▶ [Passage to read]
Good luck Graham - bet you planned to take h out for a nice cruise eh?

Hope it all goes well mate, look forward to seeing it in the flesh at Donny.

J & H


----------



## R6B TT

Good luck Graham - Lucky man - enjoy!


----------



## ObiWan

I know now why we had to be finished for the weekend :lol: :lol: :lol:

Go for it Graham amd fingers crossed for the weather


----------



## BAMTT

followed tick followed tock followed tick followed tock followed tick followed tock followed tick followed tock followed tick followed tock followed tick followed tock followed tick followed tock followed tick followed tock followed tick followed tock followed tick followed tock followed tick followed tock followed tick followed tock followed tick followed tock followed tick followed tock followed tick followed tock followed tick followed tock followed tick followed tock followed tick followed tock followed tick followed tock followed tick followed tock followed tick followed tock followed tick followed tock followed tick followed tock followed tick followed tock followed tick followed tock followed tick followed tock followed tick followed tock followed tick followed tock followed tick followed tock followed tick followed tock followed tick followed tock followed tick followed tock followed tick followed tock followed tick followed tock followed tick followed tock followed tick followed tock followed tick followed tock followed tick followed tock followed tick followed tock followed tick followed tock

Enjoy the RS4 Graham, but tonight is going to be a long night, its going to be some 'other marques' car park this year


----------



## Leg

Hope it shines for you tomorrow Graham. Enjoy.


----------



## Love_iTT

Thanks to everyone for the comments and encouragement over the last couple of months. I'm now only a few hours away from getting my hands on the RS4 Cab and I couldn't be more excited if I tried 

I cleared out the TT tonight which was a bit sad to do but I just kept thinking of what I'd be getting tomorrow, however I won't ever forget the great times I've had with this car, it's been the most enjoyable and reliable car I've ever owned - it never let me down, OK a couple of things went wrong but not enough to cause concern.

I'll bore you all to death tomorrow when I post some pics up :wink:

Graham


----------



## Wallsendmag

The weather forecast for the Bank Holiday weekend

















































:roll:


----------



## Love_iTT

Yeah but not for tomorrow - or at least where I am anyway. :wink:


----------



## NaughTTy

You asleep yet Graham? :roll:


----------



## Love_iTT

Five f*%^ing fifteen am and I'm the only sodding person on here. :lol: :lol:

Come on, wake-up you misserable lot - If I can't sleep then you can't. You should be here supporting me in my hour of need, reassuring me that everything is going to be OK, that not to worry about the scuffed wheel because it will be put right, the slight creasing in the leather will come out in time and...

Even the cat has buggered off now, tch!

▶ [Stated goal 1] Rewrite the part of the forum thread that starts with "Come on, wake-up" and ends with "off now, tch!", changing "leather" to "upholstery".

(Stored records)
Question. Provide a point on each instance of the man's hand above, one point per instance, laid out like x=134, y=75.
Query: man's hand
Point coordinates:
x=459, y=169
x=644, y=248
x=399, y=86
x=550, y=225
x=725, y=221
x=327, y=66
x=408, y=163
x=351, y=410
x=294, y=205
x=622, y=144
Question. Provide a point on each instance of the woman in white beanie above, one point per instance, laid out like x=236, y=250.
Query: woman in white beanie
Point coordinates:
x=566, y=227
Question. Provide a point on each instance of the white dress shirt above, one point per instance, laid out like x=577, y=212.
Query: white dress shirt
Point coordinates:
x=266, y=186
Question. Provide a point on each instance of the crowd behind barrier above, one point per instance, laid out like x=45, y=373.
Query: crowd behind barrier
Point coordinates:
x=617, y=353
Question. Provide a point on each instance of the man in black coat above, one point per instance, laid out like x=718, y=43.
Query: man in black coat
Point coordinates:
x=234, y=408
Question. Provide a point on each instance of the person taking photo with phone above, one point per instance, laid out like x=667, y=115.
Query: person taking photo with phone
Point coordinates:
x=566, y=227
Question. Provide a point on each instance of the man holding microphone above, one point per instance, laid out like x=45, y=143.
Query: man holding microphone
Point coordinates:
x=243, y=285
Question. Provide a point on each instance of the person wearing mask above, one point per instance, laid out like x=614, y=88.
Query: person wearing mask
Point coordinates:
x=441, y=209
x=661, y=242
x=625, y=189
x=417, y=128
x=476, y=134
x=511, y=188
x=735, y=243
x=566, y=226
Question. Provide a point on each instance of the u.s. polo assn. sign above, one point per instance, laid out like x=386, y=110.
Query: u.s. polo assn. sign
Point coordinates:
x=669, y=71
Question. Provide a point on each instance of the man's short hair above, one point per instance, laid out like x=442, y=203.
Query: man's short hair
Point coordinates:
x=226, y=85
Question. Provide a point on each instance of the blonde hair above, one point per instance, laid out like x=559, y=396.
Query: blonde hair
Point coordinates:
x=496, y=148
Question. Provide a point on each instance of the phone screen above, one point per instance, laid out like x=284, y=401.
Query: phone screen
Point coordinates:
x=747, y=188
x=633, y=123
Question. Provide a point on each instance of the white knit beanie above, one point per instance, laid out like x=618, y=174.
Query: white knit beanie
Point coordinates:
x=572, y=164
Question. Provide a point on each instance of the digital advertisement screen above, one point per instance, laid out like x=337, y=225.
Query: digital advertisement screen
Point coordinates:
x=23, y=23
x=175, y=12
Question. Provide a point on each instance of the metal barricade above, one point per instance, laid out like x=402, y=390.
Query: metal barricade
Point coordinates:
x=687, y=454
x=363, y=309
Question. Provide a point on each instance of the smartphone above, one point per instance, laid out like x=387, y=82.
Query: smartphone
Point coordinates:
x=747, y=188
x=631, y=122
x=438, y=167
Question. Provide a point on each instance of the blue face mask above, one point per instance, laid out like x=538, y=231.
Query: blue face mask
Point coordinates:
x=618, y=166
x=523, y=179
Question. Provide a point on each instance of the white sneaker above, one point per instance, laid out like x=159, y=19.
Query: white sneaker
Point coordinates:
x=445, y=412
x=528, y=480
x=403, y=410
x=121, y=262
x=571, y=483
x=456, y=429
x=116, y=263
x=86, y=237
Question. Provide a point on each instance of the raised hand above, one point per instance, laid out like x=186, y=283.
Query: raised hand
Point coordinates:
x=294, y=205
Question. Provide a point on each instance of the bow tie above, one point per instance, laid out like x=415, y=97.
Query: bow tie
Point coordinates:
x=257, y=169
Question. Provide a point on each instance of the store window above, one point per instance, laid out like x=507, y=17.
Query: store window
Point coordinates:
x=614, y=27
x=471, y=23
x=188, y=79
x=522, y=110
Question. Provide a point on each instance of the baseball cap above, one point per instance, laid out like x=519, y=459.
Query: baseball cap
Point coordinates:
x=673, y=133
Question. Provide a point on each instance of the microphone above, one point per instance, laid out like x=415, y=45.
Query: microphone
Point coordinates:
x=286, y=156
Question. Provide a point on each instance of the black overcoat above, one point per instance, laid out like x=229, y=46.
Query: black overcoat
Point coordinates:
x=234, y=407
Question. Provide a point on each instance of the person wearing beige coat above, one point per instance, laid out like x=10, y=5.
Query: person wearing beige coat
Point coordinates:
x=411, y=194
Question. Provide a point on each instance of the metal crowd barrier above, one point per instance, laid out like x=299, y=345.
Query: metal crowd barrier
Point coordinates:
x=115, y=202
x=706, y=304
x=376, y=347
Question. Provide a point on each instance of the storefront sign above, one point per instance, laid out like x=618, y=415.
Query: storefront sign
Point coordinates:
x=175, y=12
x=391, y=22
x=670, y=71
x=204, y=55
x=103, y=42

▶ [Stated goal 2] Output the stored records from their first line through the line containing "x=622, y=144", including both of those lines, and nothing else.

▶ [Written solution 1]
Come on, wake-up you misserable lot - If I can't sleep then you can't. You should be here supporting me in my hour of need, reassuring me that everything is going to be OK, that not to worry about the scuffed wheel because it will be put right, the slight creasing in the upholstery will come out in time and...

Even the cat has buggered off now, tch!

▶ [Written solution 2]
Question. Provide a point on each instance of the man's hand above, one point per instance, laid out like x=134, y=75.
Query: man's hand
Point coordinates:
x=459, y=169
x=644, y=248
x=399, y=86
x=550, y=225
x=725, y=221
x=327, y=66
x=408, y=163
x=351, y=410
x=294, y=205
x=622, y=144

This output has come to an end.